Collection entries
────────────────────────────────────────

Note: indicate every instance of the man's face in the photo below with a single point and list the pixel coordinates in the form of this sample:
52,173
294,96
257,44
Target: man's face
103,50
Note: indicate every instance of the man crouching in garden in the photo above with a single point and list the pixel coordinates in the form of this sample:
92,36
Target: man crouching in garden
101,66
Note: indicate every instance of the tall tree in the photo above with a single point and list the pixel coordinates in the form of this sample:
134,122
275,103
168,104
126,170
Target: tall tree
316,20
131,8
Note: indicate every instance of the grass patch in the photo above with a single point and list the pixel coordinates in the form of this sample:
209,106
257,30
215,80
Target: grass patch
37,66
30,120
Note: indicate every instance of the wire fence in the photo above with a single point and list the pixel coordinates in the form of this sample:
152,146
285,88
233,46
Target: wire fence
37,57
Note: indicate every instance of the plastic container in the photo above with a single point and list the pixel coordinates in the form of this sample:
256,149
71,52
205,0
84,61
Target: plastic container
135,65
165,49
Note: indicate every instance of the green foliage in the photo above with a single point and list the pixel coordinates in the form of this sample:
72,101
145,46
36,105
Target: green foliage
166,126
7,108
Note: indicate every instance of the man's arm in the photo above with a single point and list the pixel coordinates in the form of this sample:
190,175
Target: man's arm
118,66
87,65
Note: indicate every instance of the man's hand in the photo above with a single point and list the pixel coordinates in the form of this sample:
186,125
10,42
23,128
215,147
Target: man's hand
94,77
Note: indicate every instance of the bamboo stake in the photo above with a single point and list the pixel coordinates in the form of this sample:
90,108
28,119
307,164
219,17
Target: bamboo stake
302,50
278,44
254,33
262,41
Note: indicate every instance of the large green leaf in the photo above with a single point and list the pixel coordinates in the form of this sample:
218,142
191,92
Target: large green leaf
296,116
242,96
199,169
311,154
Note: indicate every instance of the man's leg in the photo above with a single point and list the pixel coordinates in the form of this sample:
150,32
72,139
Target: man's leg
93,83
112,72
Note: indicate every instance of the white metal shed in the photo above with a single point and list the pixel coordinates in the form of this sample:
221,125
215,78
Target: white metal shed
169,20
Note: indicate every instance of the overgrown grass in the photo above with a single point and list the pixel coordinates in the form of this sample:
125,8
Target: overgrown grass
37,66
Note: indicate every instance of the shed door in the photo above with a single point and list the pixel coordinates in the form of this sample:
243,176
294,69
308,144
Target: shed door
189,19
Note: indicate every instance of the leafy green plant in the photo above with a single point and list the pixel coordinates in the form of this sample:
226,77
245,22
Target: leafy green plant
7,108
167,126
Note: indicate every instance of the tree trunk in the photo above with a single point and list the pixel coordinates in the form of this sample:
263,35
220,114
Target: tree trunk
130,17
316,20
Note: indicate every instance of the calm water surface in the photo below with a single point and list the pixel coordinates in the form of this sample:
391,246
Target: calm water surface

────────────────────────────────────────

▶ **GIVEN REQUEST**
Output every line of the records above as a numbered list, omitting any blank lines.

▶ **SOLUTION TO THE EXERCISE**
1. Note: indicate every instance of the man's face in the photo below with a single point and list the pixel coordinates in the form of this sample:
2. 52,173
3. 294,96
4. 257,44
5. Target: man's face
6. 103,50
7. Note: indicate every instance of the man crouching in garden in the photo above with a single point and list the pixel coordinates in the form of this sample:
8. 92,36
9. Target: man crouching in garden
10. 101,66
11. Note: indicate every instance of the tall tree in the photo above with a single point and list the pixel coordinates in the form of this sample:
12. 134,122
13. 275,103
14. 168,104
15. 126,170
16. Target: tall tree
17. 316,20
18. 131,8
19. Note: indicate every instance of the grass patch in the photo above with a single point and list the pixel coordinates in the form of this sample:
20. 209,106
21. 257,30
22. 215,80
23. Target: grass patch
24. 37,66
25. 30,120
26. Note: indicate every instance of the wire fence in the photo above with a single point and list the pixel coordinates in the form of this sample:
27. 152,146
28. 285,88
29. 233,46
30. Target: wire fence
31. 37,57
32. Note: indicate every instance of the plastic container in the photo above with a single point and list the pixel coordinates in the form of this sample:
33. 256,149
34. 71,52
35. 205,0
36. 84,61
37. Target: plastic container
38. 135,65
39. 165,49
40. Note: indicate every instance of the green foliage in the photo above with a single point and list the pixel coordinates in the form of this sample:
41. 72,101
42. 145,46
43. 36,105
44. Target: green foliage
45. 166,126
46. 7,108
47. Note: indicate every instance of the man's arm in the photo above with a single point and list the pixel coordinates in the form of this sample:
48. 190,175
49. Target: man's arm
50. 118,66
51. 87,65
52. Note: indicate every instance of the man's hand in the photo above with a single point and list the pixel coordinates in the form of this sample:
53. 186,125
54. 10,42
55. 23,128
56. 215,147
57. Target: man's hand
58. 94,77
59. Note: indicate every instance of the bamboo stake in the photo above with a single point and list the pixel coordinates in the form of this sample:
60. 90,108
61. 28,119
62. 307,164
63. 219,17
64. Target: bamboo stake
65. 302,50
66. 278,44
67. 254,33
68. 262,41
69. Note: indicate every instance of the large green leaf in the photo above with a single point and list the pixel coordinates in the form of this sample:
70. 218,142
71. 191,92
72. Target: large green leaf
73. 296,116
74. 242,96
75. 199,169
76. 311,154
77. Note: indicate every instance of the man's leg in the photo above with a single point and list the pixel coordinates in the form of this sample:
78. 150,32
79. 72,139
80. Target: man's leg
81. 93,83
82. 112,72
83. Note: indicate every instance of the white metal shed in the photo above with a single point and list the pixel coordinates in the form of this sample:
84. 221,125
85. 215,78
86. Target: white metal shed
87. 169,20
88. Note: indicate every instance of the overgrown grass in the photo above with a single point and list the pixel coordinates in the form of this sample:
89. 125,8
90. Target: overgrown grass
91. 37,66
92. Note: indicate every instance of the shed door in the photo above with a single point and list the pixel coordinates in the form of this sample:
93. 243,176
94. 294,69
95. 308,144
96. Target: shed door
97. 189,19
98. Note: indicate every instance of the leafy green plant in the photo above with a single point and list the pixel coordinates in the form of this sample:
99. 226,77
100. 245,22
101. Target: leafy green plant
102. 7,108
103. 167,126
104. Note: indicate every instance of the tree trunk in the photo above with a single point and list the pixel coordinates in the form of this sample:
105. 263,35
106. 220,114
107. Target: tree trunk
108. 130,17
109. 316,20
110. Note: indicate every instance of the calm water surface in the photo below with a single point and list the pixel coordinates in the form of this sample:
111. 391,246
112. Target: calm water surface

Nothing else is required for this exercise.